Do this
Recast the stretch of lines from the one containing "Target: green tablecloth" through the one containing "(1388, 384)" as a Markdown table with the columns n and Line, numbering each row and leaving out blank lines.

--- start Input for this task ---

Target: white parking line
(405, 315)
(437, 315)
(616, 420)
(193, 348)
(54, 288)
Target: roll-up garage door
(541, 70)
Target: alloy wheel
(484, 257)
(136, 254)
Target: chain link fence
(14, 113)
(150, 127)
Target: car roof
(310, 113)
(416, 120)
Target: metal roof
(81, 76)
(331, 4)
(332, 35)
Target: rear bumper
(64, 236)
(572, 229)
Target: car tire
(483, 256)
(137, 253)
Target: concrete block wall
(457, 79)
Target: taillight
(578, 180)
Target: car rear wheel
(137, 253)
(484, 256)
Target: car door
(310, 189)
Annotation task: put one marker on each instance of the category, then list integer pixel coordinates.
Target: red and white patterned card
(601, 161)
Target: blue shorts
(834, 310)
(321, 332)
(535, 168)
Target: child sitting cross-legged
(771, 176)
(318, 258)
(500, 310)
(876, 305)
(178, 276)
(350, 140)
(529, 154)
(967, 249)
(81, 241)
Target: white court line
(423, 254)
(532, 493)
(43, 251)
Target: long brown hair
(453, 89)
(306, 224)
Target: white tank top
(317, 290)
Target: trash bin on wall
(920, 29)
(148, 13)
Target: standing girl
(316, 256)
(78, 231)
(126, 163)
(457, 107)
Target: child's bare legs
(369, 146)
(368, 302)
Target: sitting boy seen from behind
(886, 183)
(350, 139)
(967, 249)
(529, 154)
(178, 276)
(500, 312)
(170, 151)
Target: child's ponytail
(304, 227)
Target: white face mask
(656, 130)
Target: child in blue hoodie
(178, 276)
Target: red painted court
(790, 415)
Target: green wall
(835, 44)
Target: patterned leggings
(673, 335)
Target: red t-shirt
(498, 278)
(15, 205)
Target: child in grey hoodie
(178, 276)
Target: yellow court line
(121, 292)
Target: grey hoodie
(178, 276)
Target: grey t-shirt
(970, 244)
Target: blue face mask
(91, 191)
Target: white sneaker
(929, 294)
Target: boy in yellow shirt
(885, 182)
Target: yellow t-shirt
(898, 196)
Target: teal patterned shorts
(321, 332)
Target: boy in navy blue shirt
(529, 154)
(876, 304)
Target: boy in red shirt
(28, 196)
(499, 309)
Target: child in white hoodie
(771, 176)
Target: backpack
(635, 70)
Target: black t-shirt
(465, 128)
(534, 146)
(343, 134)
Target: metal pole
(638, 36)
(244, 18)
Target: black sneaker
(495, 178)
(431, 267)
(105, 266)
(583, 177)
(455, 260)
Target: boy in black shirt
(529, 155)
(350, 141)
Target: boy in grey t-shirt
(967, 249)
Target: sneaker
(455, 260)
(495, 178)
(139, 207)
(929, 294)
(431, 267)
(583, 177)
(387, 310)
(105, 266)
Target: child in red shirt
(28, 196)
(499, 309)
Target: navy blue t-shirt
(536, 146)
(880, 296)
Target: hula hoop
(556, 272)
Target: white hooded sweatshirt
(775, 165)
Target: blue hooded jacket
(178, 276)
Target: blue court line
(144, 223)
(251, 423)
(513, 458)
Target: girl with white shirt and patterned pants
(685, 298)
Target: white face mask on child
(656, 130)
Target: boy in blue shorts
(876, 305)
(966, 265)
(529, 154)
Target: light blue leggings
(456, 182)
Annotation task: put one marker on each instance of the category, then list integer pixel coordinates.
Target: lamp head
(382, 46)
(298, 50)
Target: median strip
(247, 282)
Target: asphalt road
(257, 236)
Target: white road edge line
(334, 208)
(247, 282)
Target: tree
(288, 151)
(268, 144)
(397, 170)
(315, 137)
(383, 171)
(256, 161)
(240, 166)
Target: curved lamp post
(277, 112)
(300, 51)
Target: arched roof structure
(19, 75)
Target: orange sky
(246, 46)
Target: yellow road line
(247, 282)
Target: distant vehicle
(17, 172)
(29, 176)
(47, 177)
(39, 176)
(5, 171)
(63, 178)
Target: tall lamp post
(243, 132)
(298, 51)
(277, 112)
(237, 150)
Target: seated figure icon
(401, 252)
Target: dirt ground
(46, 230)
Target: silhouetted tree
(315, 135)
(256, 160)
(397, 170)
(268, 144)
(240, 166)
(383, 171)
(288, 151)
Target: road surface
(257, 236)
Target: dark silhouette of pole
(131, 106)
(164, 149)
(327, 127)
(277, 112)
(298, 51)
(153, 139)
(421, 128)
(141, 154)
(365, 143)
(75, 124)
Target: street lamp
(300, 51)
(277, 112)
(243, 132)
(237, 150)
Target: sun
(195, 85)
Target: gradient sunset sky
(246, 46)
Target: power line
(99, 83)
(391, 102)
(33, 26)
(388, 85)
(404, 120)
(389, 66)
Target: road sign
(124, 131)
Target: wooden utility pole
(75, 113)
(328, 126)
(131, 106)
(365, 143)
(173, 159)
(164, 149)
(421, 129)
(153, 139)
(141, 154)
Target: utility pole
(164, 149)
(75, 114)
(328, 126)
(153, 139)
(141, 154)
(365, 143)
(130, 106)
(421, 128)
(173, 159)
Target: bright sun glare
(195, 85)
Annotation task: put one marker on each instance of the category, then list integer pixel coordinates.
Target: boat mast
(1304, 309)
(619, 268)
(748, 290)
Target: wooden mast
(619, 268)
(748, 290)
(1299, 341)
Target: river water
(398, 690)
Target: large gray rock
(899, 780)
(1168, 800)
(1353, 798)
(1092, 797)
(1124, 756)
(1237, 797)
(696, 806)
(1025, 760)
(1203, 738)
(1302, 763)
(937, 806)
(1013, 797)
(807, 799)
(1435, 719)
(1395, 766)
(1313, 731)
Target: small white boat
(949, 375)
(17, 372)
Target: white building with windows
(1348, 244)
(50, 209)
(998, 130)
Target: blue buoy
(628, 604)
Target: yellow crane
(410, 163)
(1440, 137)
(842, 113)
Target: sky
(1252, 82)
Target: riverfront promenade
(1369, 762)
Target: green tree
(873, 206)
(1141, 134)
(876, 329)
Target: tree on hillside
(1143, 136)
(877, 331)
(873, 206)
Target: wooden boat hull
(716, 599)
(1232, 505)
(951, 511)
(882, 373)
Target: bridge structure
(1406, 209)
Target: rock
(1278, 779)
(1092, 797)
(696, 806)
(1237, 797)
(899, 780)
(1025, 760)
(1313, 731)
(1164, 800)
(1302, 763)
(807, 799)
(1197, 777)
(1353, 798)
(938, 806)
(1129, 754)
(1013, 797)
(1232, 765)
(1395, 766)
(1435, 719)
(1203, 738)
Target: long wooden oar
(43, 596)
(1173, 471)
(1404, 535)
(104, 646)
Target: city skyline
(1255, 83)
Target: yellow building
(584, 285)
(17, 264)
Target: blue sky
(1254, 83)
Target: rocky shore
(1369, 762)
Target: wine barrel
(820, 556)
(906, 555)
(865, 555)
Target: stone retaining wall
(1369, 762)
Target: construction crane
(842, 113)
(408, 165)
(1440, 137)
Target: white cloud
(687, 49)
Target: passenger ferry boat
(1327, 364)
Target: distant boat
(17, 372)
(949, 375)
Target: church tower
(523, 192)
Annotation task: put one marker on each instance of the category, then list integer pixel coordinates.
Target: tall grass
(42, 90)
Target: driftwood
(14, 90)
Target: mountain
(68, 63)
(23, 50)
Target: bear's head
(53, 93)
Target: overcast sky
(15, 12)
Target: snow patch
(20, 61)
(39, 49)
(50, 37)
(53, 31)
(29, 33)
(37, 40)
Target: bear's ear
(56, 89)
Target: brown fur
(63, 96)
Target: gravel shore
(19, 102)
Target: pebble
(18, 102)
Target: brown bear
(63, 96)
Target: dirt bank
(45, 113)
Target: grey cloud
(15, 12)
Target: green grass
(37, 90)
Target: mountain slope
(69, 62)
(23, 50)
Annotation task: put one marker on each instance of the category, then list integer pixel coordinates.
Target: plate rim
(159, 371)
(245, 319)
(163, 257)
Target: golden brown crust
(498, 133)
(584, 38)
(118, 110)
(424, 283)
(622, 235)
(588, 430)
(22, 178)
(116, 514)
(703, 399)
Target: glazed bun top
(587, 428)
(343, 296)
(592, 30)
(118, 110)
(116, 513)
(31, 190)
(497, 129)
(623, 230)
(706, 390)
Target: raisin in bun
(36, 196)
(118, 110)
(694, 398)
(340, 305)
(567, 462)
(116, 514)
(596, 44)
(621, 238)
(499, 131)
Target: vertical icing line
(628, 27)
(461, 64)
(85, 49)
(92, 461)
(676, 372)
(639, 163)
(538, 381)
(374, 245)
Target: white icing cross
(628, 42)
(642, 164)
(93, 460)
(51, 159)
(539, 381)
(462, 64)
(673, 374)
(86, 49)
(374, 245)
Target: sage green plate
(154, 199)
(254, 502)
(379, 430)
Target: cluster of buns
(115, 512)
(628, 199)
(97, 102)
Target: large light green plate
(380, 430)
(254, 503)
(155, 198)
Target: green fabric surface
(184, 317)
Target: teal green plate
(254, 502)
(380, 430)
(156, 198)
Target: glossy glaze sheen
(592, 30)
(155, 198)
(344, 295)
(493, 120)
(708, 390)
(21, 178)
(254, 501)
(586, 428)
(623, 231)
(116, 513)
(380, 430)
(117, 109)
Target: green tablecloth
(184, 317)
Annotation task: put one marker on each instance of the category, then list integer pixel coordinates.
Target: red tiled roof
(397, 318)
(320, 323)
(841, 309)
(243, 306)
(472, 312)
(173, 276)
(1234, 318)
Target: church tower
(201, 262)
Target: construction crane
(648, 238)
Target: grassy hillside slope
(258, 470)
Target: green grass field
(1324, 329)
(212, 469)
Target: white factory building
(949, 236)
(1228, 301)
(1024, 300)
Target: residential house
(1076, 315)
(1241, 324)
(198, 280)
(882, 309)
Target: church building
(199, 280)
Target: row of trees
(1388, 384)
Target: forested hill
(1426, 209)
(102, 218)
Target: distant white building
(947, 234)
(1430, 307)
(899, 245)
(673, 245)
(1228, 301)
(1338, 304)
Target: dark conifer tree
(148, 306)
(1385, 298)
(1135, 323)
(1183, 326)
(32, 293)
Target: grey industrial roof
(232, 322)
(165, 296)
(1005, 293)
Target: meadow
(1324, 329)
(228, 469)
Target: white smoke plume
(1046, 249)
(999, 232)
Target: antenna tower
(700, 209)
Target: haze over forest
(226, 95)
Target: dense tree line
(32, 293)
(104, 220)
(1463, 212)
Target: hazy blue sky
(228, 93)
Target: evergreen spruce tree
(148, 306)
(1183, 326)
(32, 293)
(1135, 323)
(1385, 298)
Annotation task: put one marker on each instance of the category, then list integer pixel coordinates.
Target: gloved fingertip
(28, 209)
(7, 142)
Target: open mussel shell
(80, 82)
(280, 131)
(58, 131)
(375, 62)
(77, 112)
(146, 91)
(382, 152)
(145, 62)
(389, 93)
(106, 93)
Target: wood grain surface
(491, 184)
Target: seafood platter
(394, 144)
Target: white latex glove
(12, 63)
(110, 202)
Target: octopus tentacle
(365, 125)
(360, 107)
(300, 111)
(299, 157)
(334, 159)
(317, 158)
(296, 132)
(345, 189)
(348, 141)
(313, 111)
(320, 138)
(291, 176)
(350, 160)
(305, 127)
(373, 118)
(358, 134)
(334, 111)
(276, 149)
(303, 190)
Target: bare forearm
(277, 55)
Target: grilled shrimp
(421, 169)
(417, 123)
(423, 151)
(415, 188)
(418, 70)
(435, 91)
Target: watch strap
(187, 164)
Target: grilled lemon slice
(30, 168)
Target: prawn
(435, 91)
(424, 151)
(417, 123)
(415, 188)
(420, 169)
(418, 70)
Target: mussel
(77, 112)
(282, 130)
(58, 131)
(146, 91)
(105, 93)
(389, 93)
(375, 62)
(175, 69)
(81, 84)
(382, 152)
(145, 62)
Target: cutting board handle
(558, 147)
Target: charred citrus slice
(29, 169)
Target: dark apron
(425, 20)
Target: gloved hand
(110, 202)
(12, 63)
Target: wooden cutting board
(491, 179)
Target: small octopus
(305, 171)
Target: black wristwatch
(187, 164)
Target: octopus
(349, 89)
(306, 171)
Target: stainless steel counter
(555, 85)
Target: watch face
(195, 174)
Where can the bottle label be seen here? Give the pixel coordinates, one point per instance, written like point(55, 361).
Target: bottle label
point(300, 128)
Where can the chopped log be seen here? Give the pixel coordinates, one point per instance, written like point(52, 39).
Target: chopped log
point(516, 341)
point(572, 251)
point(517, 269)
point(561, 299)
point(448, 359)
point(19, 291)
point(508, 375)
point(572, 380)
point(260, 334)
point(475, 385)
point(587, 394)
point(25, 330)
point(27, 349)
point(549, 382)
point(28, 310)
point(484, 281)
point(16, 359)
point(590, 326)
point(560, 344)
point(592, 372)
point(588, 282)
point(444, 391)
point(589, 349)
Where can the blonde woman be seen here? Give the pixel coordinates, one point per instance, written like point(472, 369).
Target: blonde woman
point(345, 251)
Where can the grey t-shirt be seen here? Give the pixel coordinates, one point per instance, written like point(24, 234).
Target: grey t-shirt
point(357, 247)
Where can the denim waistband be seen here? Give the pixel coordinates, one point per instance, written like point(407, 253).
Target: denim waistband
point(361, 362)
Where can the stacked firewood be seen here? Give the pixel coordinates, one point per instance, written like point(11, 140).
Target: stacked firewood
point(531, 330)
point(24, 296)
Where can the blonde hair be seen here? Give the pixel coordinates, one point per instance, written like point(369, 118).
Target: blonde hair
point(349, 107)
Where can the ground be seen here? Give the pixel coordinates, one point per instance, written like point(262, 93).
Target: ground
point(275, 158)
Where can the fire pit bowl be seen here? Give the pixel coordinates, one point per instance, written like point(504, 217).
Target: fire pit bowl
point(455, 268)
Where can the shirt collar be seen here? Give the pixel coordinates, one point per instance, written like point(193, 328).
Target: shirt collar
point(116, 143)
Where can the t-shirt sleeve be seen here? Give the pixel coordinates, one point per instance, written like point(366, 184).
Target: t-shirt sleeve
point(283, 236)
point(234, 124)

--- end Input for this task ---

Full answer
| n | Line |
|---|---|
| 1 | Target: green tablecloth |
| 2 | (184, 317) |
| 3 | Annotation task: put one marker on each instance of the category, then list integer pixel coordinates. |
| 4 | Target: red tiled roof |
| 5 | (397, 318) |
| 6 | (320, 323) |
| 7 | (841, 309) |
| 8 | (243, 306) |
| 9 | (472, 312) |
| 10 | (173, 276) |
| 11 | (1234, 318) |
| 12 | Target: church tower |
| 13 | (201, 262) |
| 14 | Target: construction crane |
| 15 | (648, 238) |
| 16 | Target: grassy hillside slope |
| 17 | (258, 470) |
| 18 | Target: green grass field |
| 19 | (1324, 329) |
| 20 | (212, 469) |
| 21 | Target: white factory building |
| 22 | (949, 236) |
| 23 | (1228, 301) |
| 24 | (1024, 300) |
| 25 | Target: residential house |
| 26 | (1076, 315) |
| 27 | (1241, 324) |
| 28 | (198, 280) |
| 29 | (882, 309) |
| 30 | Target: church building |
| 31 | (199, 280) |
| 32 | Target: row of trees |
| 33 | (1388, 384) |